-- START Raw data --
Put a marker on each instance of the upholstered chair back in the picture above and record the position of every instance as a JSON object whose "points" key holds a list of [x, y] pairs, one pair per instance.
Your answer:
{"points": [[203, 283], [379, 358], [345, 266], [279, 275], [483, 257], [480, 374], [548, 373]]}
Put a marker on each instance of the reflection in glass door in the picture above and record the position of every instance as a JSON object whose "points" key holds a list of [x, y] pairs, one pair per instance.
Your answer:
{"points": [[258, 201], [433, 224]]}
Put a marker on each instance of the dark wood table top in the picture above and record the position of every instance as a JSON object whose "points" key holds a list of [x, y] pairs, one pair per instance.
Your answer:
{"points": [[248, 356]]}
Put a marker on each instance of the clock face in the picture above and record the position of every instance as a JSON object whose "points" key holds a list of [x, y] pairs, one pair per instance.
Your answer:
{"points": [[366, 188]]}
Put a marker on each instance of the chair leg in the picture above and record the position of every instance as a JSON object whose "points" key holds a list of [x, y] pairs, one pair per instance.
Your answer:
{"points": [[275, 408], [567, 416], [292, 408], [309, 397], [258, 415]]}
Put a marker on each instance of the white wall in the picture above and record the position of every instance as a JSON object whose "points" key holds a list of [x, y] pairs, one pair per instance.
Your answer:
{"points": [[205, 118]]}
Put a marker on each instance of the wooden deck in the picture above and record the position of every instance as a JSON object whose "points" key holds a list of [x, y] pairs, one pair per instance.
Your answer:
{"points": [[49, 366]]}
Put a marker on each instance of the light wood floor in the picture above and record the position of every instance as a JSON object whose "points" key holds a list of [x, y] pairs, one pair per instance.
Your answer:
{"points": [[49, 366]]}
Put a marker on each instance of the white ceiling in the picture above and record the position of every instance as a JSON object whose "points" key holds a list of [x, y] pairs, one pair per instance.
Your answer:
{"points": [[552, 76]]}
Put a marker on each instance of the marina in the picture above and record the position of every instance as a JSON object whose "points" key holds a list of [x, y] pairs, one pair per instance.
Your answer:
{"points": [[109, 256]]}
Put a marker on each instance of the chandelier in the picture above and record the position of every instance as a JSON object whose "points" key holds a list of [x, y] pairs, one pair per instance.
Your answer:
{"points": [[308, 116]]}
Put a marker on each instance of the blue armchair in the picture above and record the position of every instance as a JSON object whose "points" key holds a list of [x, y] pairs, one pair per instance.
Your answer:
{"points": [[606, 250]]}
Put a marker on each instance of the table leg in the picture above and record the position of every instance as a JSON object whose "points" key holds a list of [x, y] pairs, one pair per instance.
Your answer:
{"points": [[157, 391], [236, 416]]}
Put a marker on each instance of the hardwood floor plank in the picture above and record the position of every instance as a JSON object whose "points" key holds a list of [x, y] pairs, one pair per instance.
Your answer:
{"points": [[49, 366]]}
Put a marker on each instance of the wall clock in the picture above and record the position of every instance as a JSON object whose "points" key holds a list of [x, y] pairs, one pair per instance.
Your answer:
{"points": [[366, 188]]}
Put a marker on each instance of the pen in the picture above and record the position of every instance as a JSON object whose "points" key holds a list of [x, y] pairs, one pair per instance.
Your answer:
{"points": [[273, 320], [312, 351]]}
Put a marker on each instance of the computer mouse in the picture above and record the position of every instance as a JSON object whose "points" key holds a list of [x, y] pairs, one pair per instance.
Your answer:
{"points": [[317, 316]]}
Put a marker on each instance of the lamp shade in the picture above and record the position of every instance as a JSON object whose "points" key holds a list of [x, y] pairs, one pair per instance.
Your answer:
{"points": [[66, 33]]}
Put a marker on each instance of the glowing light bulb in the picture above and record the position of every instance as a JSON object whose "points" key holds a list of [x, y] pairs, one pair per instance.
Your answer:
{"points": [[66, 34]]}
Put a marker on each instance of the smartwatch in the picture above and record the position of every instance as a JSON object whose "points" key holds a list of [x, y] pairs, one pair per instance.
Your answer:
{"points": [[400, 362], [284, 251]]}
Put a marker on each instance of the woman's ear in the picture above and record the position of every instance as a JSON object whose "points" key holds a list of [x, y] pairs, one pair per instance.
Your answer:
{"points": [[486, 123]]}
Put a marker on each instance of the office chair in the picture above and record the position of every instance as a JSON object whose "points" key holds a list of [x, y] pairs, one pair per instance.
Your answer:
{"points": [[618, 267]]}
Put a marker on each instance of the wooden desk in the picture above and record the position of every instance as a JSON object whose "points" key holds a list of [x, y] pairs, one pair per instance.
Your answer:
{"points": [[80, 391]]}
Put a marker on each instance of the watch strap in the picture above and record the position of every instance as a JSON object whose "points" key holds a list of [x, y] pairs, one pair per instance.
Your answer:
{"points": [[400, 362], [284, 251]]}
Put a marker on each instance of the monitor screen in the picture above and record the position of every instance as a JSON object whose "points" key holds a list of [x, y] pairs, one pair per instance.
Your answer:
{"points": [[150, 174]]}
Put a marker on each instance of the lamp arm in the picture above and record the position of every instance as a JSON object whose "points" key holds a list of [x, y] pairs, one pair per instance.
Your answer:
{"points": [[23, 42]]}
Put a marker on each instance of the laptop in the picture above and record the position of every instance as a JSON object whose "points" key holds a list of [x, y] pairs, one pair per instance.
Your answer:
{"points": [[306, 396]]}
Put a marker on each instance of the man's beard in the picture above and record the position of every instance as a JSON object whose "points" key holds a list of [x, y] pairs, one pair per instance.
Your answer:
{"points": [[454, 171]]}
-- END Raw data --
## Directions for this task:
Format all the lines of the items above as a numbered list, leaving out any blank lines.

## Reply to the task:
1. Put a marker on each instance of the upholstered chair back in the picture above and record the position of every instance as a JSON object whose "points" key holds a list of [x, y] pairs, one pair per instance.
2. Your answer:
3. {"points": [[203, 283], [379, 358], [345, 266], [279, 275], [483, 257], [480, 374], [548, 373]]}
4. Put a marker on each instance of the reflection in glass door in the picture above and record the position of every instance as a JSON object whose "points" key holds a list of [x, y] pairs, one pair per instance.
5. Your answer:
6. {"points": [[258, 201], [433, 224]]}
7. Put a marker on each instance of the dark wood table top in the picture above and record the position of every instance as a JSON object whose "points" key holds a list of [x, y] pairs, one pair per instance.
8. Your answer:
9. {"points": [[248, 356]]}
10. Put a marker on each instance of the clock face in the picture above and record the position of every instance as a JSON object whose "points" key holds a list of [x, y] pairs, one pair per instance.
11. Your answer:
12. {"points": [[366, 188]]}
13. Put a marker on each instance of the chair leg in the picture above and record the position of every instance as a JSON object whose "points" key holds a list of [x, y] pairs, one pair per instance.
14. Your answer:
15. {"points": [[275, 408], [567, 416], [292, 408], [309, 397], [258, 415]]}
16. Put a marker on each instance of the white wall in the picture above and record the position of every instance as a JSON object whose "points" key holds a list of [x, y] pairs, one pair per instance.
17. Your answer:
18. {"points": [[205, 118]]}
19. Put a marker on each instance of the wooden deck in the picture above and record the position of every instance as a JSON object whose "points" key holds a list of [x, y] pairs, one pair per instance.
20. Your answer:
21. {"points": [[49, 366]]}
22. Put a marker on each instance of the light wood floor in the picture above and record the position of every instance as a JSON object whose "points" key holds a list of [x, y] pairs, one pair per instance.
23. Your answer:
24. {"points": [[49, 366]]}
25. Put a marker on each instance of the white ceiling in the picture above and record the position of every instance as a JSON object whose "points" key holds a list of [x, y] pairs, one pair per instance.
26. Your answer:
27. {"points": [[552, 76]]}
28. Put a marker on each instance of the marina in the picture above and record the position of every instance as a JSON object whose "points" key holds a list of [x, y] pairs, one pair per instance.
29. Your answer:
30. {"points": [[109, 256]]}
31. Put a marker on each instance of the chandelier in the picture above and record the position of every instance as a JSON object whose "points" key holds a list of [x, y] pairs, one pair per instance.
32. Your answer:
33. {"points": [[308, 116]]}
34. Put a marker on each instance of the blue armchair in the picture above and record the position of every instance as a JSON object whose "points" key holds a list of [x, y] pairs, one pair per instance.
35. Your answer:
36. {"points": [[606, 250]]}
37. Put a marker on each instance of the table leg in the picture above and record the position of every instance as a JSON object whose "points" key holds a list of [x, y] pairs, one pair per instance.
38. Your answer:
39. {"points": [[157, 391], [236, 416]]}
40. Put a marker on each instance of the hardwood floor plank in the picture above and record the position of every instance as a JSON object whose "points" key holds a list of [x, y] pairs, one pair per instance.
41. Your answer:
42. {"points": [[49, 366]]}
43. Put a marker on each instance of the wall clock in the picture above and record the position of every instance as a JSON object whose "points" key holds a list of [x, y] pairs, one pair per instance.
44. Your answer:
45. {"points": [[366, 188]]}
46. Put a marker on each instance of the pen in the picture above and record the position of every instance as a JSON object whose "points" key holds a list of [x, y] pairs, one pair per instance.
47. Your answer:
48. {"points": [[273, 320], [312, 351]]}
49. Put a marker on each instance of the computer mouse in the picture above and record the position of every instance as a JSON object whose "points" key holds a list of [x, y] pairs, one pair per instance.
50. Your answer:
51. {"points": [[317, 316]]}
52. Put a marker on each instance of the lamp shade in the picture above and record the position of every instance as a JSON object whose "points" key holds a list of [x, y] pairs, one pair per instance.
53. Your answer:
54. {"points": [[66, 33]]}
55. Put a marker on each instance of the glowing light bulb in the picture above and record the position of every instance as a JSON object whose "points" key holds a list of [x, y] pairs, one pair per instance.
56. Your answer:
57. {"points": [[66, 34]]}
58. Put a marker on each instance of the smartwatch in the picture above and record the position of every instance as a JSON object whose "points" key holds a list of [x, y] pairs, one pair per instance.
59. Your answer:
60. {"points": [[400, 362], [284, 251]]}
61. Put a marker on each instance of the woman's ear in the picture above and record the position of every instance as a JSON object whose "points" key holds a list of [x, y] pairs, one pair per instance.
62. Your answer:
63. {"points": [[486, 123]]}
64. Put a marker on each instance of the office chair in the picture above and record the position of every instance as a JSON object whose "points" key holds a list of [x, y] pairs, one pair per instance.
65. Your answer:
66. {"points": [[618, 267]]}
67. Put a marker on each instance of the wooden desk in the picture above and record the position of every instance as a JSON object whose "points" key holds a list of [x, y] pairs, one pair per instance.
68. Your answer:
69. {"points": [[80, 391]]}
70. Put a marker on each instance of the watch strap in the picture above and record the position of every instance as a JSON object whose "points" key holds a list of [x, y] pairs, one pair per instance.
71. Your answer:
72. {"points": [[400, 362], [284, 251]]}
73. Put a marker on each instance of the monitor screen in the picture above and record the position of every instance as a JSON object whose "points" key holds a list of [x, y] pairs, one pair per instance.
74. Your answer:
75. {"points": [[150, 174]]}
76. Put a marker on each instance of the lamp arm in the picture above and record the position of every instance as a JSON object whose "points" key holds a list of [x, y] pairs, one pair per instance.
77. Your answer:
78. {"points": [[23, 42]]}
79. Put a marker on each instance of the laptop in the picture above and record the position of every instance as a JSON object whose "points" key holds a list of [x, y] pairs, one pair per instance.
80. Your answer:
81. {"points": [[306, 396]]}
82. Put a marker on each instance of the man's beard in the picture above and record the position of every instance as a JSON object whose "points" key holds a list of [x, y] pairs, one pair per instance.
83. Your answer:
84. {"points": [[454, 171]]}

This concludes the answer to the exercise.